++++ HALAMAN

Ihwal dipilihnya Makkah tidak terle­pas dari isyarah dari Habib Sholeh bin Muhsin Al-Hamid Tanggul. Suatu ketika Habib Sholeh Tanggul berkata kepada­nya, “Tuntutlah ilmu ke habibmu di Madi­nah Al-Munawarrah.” Yang dimaksud Ha­bib di sini adalah enjid akbarnya, Ra­sulullah SAW.
Sehari setelah mendapat isyarah dari Habib Sholeh Tanggul itu, paman Habib Sholeh, Habib Alwi, mengabarkan bah­wa dirinya sudah ditunggu oleh Abuya Al-Maliki di Makkah. Maka akhirnya berang­katlah Habib Sholeh meninggalkan Indo­nesia untuk berguru kepada Abuya Sayyid Muhammad bin Alawi Al-Maliki.

++++++++
++++ DATA YANG DITAMPILKAN

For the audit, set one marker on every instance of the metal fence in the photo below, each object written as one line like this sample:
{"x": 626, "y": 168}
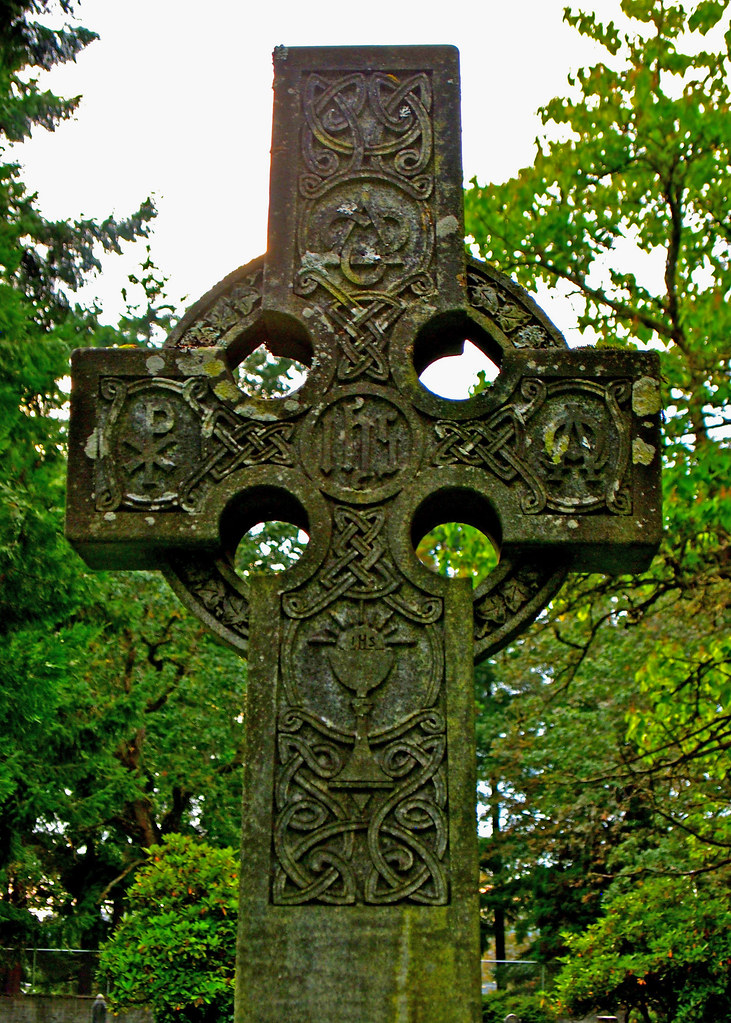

++++++++

PETUNJUK LATIHAN:
Lanjutkan kisah tentang keberangkatan Habib Sholeh ke Makkah untuk berguru kepada Abuya Al-Maliki pada halaman di atas, dimulai sesudah kalimat terakhirnya.

JAWABAN TERTULIS:
Begitu sampai di Makkah, Habib Sho­leh sangat senang, karena bisa ber­temu Abuya Al-Maliki, salah seorang ula­ma besar terkemuka Ahlussunnah yang sangat dihormati.
Saat bertemu gurunya itu, Abuya Al-Maliki berkata kepada Habib Sholeh, “Aku melihat pada dirimu ada pancaran cahaya ilmu.”
Selama mengaji di Ribath Abuya Al-Maliki, Habib Sholeh sangat menyenangi pelajaran hadits. Terutama kitab Shahih Al-Bukhari. Di dalam tradisi Ribath Maliki, kitab Bukhari dan Muslim, bila diajarkan, selalu diulang, dan pengulangannya seca­ra mendetail. Selain kedua kitab hadits uta­ma itu, ia juga mempelajari kitab ummaha­tus sitt (induk kitab hadits yang enam), yakni Sunan Abu Dawud, At-Tirmidzi, An-Nasai, Ibnu Majah, dan Ad-Darimi.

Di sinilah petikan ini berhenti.